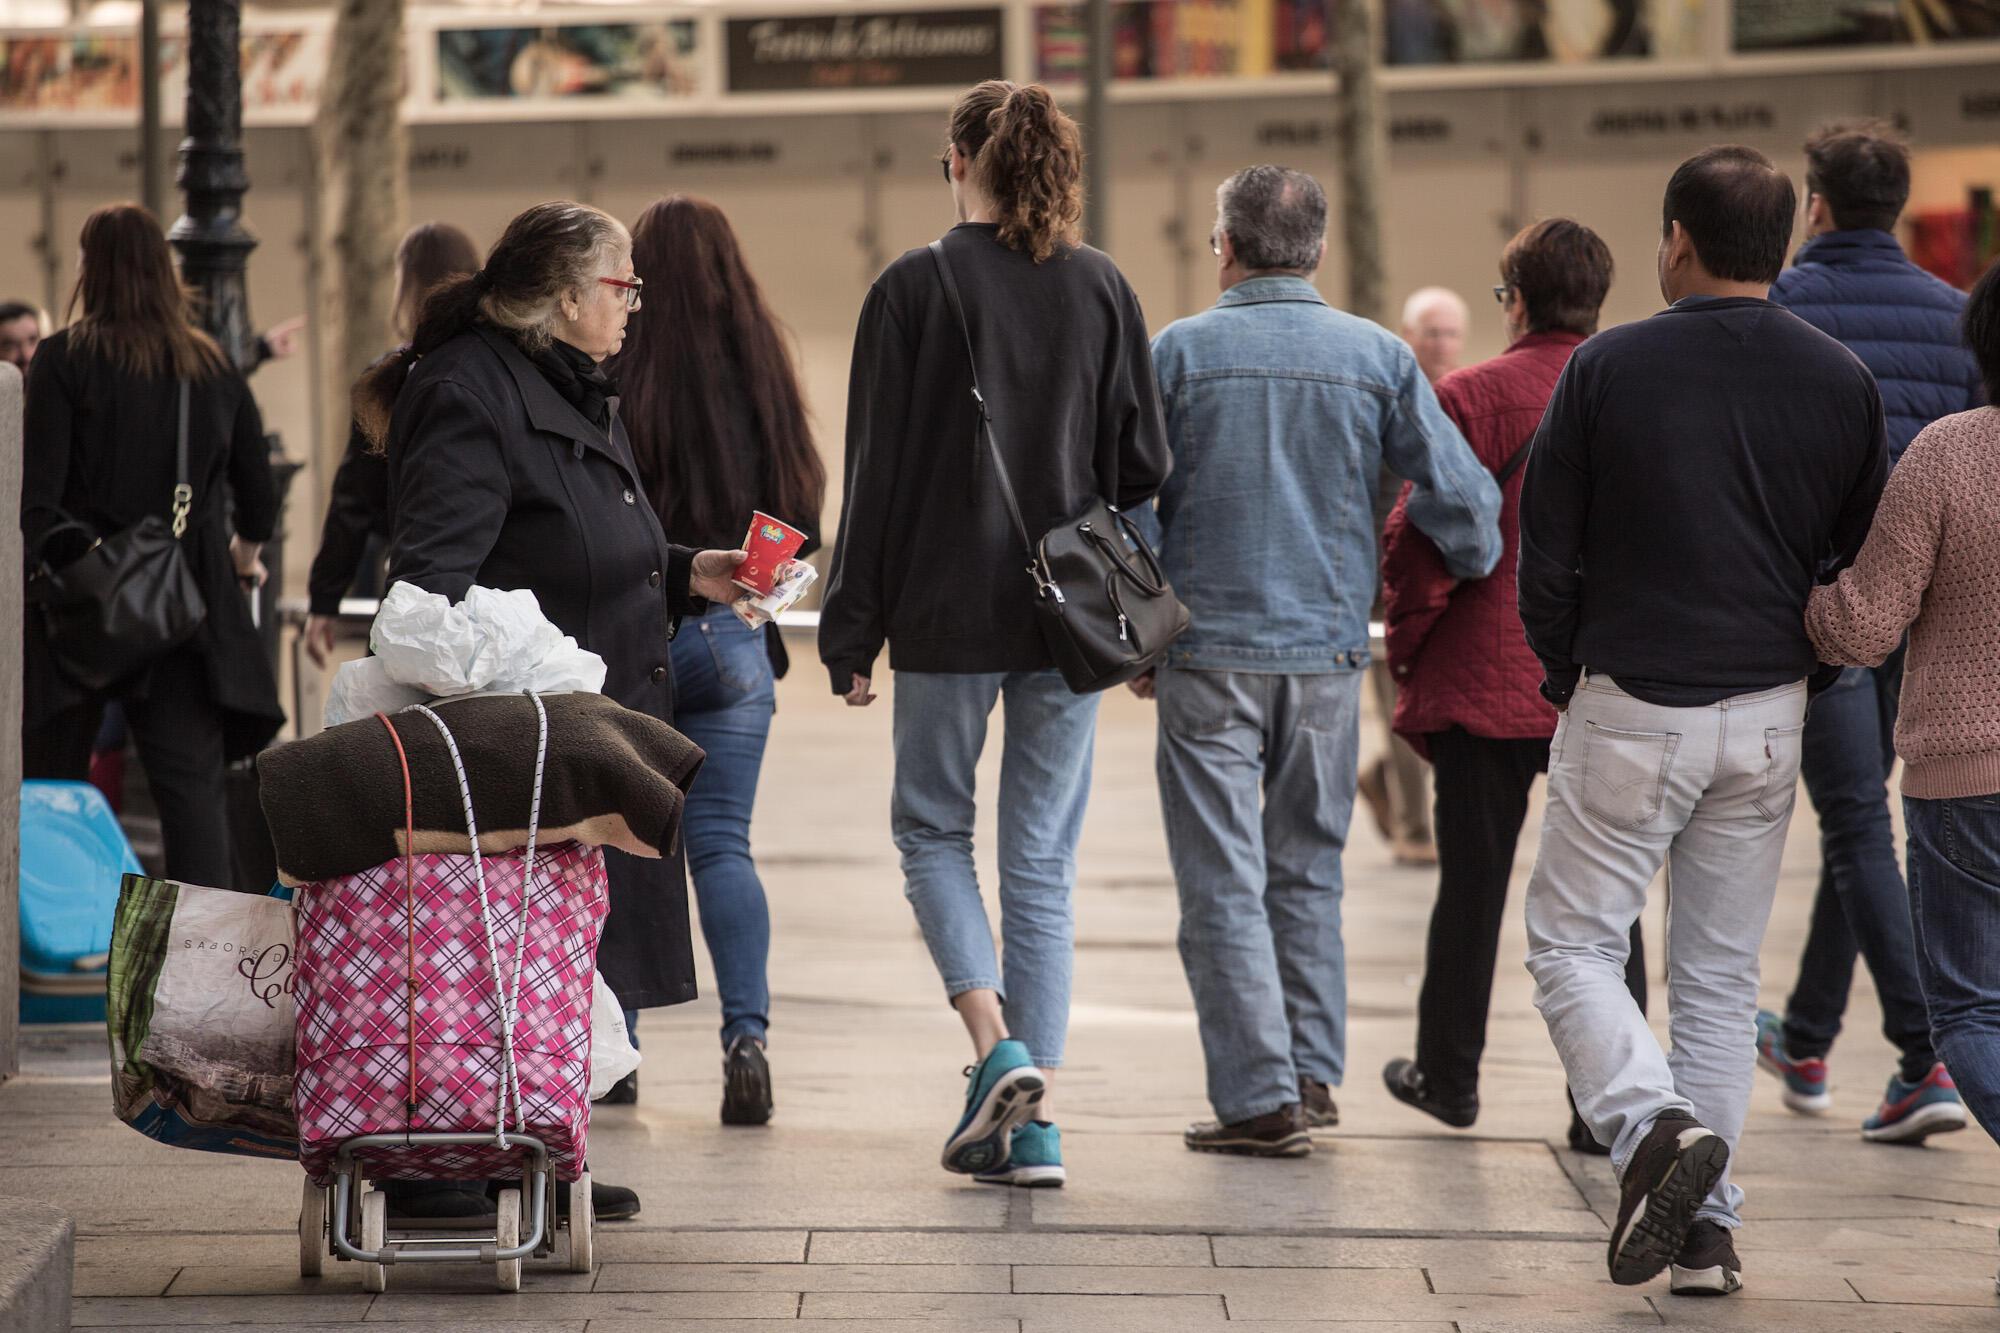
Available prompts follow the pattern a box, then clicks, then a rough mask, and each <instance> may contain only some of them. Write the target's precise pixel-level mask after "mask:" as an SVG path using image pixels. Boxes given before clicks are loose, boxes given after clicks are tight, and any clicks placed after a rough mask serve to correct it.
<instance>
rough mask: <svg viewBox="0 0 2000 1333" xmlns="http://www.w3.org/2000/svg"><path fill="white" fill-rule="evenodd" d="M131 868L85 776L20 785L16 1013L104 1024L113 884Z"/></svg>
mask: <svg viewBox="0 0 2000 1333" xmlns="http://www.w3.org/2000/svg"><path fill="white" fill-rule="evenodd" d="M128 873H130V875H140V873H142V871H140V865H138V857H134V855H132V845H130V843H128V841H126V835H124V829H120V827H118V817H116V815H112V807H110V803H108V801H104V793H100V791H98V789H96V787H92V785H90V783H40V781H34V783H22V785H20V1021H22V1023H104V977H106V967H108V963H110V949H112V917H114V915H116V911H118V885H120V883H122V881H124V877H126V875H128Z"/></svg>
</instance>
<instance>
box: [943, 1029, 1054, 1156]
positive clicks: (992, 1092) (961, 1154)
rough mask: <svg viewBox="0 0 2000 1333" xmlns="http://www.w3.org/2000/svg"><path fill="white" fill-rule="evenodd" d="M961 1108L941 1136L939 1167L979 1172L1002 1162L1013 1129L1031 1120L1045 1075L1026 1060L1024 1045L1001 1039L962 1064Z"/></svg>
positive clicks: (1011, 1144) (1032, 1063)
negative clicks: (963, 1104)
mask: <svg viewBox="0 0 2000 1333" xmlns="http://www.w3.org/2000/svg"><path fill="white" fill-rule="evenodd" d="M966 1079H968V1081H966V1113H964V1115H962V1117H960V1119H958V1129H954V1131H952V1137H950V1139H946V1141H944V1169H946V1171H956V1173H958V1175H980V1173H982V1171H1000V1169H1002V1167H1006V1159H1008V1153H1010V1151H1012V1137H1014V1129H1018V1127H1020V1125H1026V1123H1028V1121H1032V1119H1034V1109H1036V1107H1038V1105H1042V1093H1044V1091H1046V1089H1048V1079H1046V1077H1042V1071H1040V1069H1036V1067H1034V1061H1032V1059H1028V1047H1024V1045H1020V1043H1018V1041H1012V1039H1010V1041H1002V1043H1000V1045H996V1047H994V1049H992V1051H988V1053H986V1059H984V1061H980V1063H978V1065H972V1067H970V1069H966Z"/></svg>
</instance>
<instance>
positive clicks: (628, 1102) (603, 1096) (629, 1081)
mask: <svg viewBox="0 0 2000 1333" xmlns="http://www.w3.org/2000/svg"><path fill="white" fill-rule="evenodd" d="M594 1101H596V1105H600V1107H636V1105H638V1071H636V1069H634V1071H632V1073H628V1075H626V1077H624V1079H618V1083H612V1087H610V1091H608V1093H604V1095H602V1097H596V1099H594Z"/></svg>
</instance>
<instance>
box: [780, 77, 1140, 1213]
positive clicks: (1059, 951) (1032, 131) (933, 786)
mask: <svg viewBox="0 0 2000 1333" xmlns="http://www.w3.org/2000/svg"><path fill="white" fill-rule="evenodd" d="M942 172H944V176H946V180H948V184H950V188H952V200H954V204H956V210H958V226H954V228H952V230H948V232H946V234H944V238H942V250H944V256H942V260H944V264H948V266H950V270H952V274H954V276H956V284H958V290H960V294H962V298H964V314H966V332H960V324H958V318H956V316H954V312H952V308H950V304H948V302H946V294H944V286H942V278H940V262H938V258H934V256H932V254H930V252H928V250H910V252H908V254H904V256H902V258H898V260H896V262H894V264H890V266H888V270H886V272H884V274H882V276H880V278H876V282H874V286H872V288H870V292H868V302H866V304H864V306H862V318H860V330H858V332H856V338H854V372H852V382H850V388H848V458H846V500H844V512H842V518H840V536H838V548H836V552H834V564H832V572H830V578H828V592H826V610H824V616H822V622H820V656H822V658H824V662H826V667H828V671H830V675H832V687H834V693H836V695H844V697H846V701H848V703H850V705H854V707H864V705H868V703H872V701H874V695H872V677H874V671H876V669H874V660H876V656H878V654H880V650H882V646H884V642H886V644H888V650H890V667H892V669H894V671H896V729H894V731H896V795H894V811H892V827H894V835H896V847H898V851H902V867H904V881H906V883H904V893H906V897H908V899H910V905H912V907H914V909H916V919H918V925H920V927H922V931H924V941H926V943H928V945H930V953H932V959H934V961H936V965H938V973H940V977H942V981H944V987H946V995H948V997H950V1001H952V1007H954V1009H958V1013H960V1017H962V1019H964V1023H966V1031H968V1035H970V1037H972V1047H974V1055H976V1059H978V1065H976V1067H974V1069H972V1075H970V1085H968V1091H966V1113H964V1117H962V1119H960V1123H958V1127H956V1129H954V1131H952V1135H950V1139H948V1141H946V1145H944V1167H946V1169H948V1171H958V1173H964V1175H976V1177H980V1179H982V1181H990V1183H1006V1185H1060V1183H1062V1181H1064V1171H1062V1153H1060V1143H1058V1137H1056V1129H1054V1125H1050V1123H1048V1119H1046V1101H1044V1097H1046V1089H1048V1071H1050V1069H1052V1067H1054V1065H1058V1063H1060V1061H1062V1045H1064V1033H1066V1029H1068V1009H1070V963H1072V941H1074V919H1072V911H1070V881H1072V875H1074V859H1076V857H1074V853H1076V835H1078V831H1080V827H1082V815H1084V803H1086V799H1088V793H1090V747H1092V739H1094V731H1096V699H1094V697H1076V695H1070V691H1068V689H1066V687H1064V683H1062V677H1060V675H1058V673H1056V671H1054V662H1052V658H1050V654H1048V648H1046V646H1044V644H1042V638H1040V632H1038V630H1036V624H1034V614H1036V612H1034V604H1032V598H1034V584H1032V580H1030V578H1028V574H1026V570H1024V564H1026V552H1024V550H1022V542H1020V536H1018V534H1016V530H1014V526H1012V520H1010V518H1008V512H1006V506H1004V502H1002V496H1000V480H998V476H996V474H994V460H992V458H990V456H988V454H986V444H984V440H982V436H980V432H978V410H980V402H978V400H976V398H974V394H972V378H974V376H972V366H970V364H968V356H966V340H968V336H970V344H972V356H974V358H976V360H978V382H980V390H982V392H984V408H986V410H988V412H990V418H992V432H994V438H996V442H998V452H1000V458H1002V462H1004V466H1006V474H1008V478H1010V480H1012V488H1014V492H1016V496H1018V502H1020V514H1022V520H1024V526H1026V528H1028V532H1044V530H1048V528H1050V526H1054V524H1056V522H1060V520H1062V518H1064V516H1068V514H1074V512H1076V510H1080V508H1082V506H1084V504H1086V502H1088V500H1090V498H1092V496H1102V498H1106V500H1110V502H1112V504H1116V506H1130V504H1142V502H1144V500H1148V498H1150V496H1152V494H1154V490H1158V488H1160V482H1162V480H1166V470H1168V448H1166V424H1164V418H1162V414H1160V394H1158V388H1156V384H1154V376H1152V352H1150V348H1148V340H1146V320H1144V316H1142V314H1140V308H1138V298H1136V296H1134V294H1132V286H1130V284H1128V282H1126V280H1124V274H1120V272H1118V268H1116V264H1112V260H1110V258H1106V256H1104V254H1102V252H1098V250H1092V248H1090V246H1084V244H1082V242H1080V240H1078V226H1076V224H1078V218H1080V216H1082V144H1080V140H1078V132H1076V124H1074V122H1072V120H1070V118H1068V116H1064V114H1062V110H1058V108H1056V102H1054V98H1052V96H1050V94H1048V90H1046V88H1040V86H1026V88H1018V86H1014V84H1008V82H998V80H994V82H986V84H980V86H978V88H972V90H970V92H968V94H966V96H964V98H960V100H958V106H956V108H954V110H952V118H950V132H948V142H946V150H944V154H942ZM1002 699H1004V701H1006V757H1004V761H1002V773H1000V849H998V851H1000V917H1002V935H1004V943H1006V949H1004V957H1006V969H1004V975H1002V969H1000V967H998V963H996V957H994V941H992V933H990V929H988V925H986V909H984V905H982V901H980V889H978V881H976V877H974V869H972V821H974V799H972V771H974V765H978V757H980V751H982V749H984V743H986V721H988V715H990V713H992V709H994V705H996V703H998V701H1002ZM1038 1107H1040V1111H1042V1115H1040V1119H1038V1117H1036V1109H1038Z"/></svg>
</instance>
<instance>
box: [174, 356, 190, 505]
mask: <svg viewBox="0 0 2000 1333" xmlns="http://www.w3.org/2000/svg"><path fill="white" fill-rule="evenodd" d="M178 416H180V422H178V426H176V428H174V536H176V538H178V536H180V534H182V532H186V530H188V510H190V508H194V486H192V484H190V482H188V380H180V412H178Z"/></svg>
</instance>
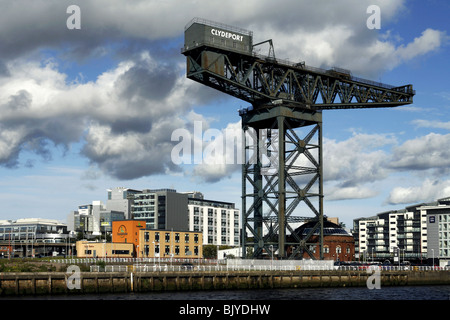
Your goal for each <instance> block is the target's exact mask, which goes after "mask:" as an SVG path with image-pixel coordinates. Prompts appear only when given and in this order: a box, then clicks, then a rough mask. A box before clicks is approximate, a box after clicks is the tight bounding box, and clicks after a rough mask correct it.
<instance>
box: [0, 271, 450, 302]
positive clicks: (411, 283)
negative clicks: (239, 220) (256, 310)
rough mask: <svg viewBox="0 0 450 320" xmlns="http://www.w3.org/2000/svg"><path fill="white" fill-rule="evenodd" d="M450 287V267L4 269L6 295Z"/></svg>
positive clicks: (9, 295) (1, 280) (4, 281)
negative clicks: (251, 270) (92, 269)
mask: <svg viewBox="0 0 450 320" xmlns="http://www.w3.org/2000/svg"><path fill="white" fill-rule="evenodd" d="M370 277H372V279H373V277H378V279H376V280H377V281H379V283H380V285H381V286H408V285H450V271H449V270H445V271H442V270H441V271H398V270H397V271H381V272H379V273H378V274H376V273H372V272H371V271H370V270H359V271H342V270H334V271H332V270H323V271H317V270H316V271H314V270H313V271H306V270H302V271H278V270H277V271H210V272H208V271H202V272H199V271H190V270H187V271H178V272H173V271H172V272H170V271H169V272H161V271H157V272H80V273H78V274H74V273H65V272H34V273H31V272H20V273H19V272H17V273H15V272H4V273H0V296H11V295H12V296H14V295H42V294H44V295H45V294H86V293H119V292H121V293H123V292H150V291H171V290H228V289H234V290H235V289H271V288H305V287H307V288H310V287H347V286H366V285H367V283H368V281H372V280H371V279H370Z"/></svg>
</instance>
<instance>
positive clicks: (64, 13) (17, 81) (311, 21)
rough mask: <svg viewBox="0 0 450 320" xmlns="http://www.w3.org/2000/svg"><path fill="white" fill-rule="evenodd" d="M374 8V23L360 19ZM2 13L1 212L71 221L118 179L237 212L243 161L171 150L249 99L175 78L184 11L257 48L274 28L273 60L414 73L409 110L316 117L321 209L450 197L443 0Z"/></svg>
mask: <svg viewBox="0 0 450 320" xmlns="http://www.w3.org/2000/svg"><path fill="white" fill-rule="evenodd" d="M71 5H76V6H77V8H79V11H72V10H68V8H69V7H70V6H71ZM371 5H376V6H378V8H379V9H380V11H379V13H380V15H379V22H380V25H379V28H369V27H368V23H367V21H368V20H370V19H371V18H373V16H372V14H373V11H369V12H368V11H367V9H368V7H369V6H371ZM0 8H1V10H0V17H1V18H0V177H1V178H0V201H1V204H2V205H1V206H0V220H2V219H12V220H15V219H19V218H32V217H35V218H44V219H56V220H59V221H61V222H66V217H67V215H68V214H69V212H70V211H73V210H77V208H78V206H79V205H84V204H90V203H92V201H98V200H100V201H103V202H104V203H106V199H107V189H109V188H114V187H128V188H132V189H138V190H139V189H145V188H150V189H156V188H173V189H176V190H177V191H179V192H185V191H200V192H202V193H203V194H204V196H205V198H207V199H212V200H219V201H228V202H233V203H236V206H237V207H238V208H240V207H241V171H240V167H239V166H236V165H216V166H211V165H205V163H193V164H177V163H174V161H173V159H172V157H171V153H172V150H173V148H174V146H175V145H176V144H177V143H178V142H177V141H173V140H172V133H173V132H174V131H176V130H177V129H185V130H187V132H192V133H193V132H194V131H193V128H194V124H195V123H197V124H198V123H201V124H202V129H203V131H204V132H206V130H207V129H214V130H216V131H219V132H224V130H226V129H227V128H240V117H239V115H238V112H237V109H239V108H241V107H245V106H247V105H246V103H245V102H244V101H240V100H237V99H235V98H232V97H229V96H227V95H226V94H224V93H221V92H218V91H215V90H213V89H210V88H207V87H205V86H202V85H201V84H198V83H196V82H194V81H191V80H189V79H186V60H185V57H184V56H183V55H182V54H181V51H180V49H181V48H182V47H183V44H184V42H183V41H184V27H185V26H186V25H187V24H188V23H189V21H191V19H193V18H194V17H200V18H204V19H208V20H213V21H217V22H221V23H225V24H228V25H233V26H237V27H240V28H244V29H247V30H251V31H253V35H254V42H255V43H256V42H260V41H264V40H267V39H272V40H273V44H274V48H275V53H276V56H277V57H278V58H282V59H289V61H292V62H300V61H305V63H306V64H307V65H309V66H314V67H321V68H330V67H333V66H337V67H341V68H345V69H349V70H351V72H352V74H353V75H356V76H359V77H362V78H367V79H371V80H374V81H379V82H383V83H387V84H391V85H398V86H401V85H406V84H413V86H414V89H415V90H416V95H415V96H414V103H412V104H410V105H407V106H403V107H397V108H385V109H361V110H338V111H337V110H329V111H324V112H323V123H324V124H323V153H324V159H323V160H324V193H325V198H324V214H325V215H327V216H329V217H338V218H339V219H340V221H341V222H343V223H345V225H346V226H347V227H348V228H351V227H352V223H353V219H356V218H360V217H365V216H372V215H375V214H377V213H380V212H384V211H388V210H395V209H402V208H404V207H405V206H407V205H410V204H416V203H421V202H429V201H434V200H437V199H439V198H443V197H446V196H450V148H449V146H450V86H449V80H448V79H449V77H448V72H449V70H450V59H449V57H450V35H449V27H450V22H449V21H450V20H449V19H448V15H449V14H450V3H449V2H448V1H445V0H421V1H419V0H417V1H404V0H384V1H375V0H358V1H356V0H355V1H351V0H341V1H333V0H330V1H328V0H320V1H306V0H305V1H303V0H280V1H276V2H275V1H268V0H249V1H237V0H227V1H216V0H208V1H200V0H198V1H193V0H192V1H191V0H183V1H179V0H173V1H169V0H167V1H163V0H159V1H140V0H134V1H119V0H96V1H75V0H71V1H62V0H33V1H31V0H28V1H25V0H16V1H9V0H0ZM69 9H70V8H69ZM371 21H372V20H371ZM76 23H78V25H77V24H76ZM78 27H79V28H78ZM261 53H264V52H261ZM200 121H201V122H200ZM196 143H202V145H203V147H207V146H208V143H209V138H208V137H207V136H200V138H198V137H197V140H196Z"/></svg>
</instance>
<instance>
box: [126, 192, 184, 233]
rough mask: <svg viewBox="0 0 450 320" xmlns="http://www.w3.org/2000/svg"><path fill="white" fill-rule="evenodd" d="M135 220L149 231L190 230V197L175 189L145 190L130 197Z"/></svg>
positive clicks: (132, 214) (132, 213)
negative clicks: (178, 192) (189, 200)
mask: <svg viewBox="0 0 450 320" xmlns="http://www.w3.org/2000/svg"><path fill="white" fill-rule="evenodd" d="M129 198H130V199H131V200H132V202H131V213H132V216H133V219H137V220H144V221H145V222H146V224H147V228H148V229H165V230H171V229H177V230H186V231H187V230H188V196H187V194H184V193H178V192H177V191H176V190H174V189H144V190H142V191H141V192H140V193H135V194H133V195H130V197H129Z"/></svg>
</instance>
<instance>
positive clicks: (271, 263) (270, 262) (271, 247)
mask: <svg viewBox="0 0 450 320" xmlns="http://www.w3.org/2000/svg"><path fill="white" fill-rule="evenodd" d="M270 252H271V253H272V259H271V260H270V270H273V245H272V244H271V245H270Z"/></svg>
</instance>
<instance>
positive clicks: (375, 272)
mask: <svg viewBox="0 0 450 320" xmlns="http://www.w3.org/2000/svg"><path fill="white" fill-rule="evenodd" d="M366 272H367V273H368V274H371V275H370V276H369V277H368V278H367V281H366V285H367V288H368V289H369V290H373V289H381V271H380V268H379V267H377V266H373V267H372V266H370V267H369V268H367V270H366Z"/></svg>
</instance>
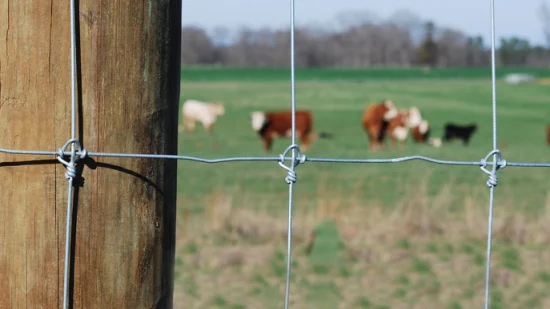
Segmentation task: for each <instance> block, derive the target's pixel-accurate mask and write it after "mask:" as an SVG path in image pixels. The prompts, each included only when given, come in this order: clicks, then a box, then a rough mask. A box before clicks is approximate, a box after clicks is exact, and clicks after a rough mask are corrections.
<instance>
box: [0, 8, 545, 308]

● ● ●

_TASK_
If a line of the records includes the string "tight", copy it out.

_RESPONSE AREA_
Available prompts follow the pattern a box, then clicks, then a rough mask, and each <instance> may contain only some of them. Write the target's precise pixel-level mask after "mask:" as an SVG path using image pixels. Boxes given before clicks are loose, boxes given after clicks are tight, and any clicks placed after a rough mask serve to correct it.
Your goal for each <instance> block is the target's exact mask, which goes after "mask:" as an SVG path with image-pixel coordinates. Prompts appear only when given and in this order: a box, then clicks, then a rough mask. A box before clicks is approximate, a box after clicks is the tight bounding box, and clicks after a rough mask correct it.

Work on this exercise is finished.